*** Exercise passage ***

When to interfere
My sister, who has mild dementia, lives in independent living in a separate apartment in the same retirement community as me. One of the activities here is a “guitar jam,” twice weekly where she has become the vocalist. She loves it and it is good for her mind. However, the group leader wants her to sing the lyrics from memory, which is difficult for her at this time. Even if she can memorize the lyrics, she is concerned that she will forget them during a show. I keep telling her to talk to the group leader to say that she’ll need to have a music stand in front of her with the lyrics on it and that even though that’s not how singers usually perform, we are all old fogies at this point and it should be accepted that we can’t remember the lyrics.
She seems a bit intimidated by the leader and forgets that we had the discussion that she should advise him of her limitations and request that looking at the lyrics is okay. She is putting too much pressure on herself to memorize the lyrics and it is stressing her out. On the other hand, the participation in the group makes her very happy and is probably good for her brain.
Should I talk to the group leader to explain the situation or will my sister get annoyed and I’ll be in the hero/victim/villain situation? If I ask her if it’s okay to talk with him, I know she’ll say that she will do so, but it won’t happen because she’ll forget that we had the conversation. On the other hand, I wouldn’t want to see her embarrassed if she forgets lyrics or if she get’s dismissed from the group.
Thanks for all your wisdom.
Comments
-
My first thoughts:
Does the leader know of her mild dementia diagnosis? Are you her medical POA? If not either of these you may be overstepping by discussing her health with the leader, unless she gives you permission.

*** End of Exercise passage ***

__Work instruction A__
In the post about the guitar jam, how often does the jam take place?
__Work instruction B__
Carry on the guitar jam post, writing on from its last sentence.
The items after this post are separate material with no connection to it.

*** Records supplied ***

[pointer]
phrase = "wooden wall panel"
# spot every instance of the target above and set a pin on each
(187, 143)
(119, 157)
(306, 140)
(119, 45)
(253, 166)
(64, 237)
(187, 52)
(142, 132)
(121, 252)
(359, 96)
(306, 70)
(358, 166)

*** End of Records supplied ***

__Result A__
Twice weekly.

__Result B__
On the other hand, it could be a very kind and gentle thing to do as your sister’s supporter.
Just my 2 cents. Hope it goes well and she can continue singing without worries.
0 -
It's so nice that your sister has something that she enjoys! Good for her! This could be a tricky situation, I hope others come along to add input. Some members have mentioned that people without dementia may resent PWD in a facility setting and tend to not include them in activities. I think it was HB who mentioned this happening to an aunt of hers. Hopefully she will see your post.
I listen to live music at least once a week. One of my favorite local groups has started using little stands holding their ipads. This band takes request and doesn't always know or remember the words to plenty of songs. No one has complained about it. I hope this gets ironed out soon for your sisters sake and she will be able to enjoy singing for a long time! Merry Christmas to you and her!
0 -
I would probably offer to go with her to talk to the band leader. That way, there's no question of you talking about her behind her back.
Or she can do what Elvis did. He said when he forgot the words, he "just squalled."
0 -
Hi Margueritejudy - I was in kind of a similar situation as you. When my sister was in the early stages she was still a member of a choir. They did three or four big performances a year. The last year she was in the choir, she struggled. She struggled with the song lyrics, and she struggled with getting up and down from the risers.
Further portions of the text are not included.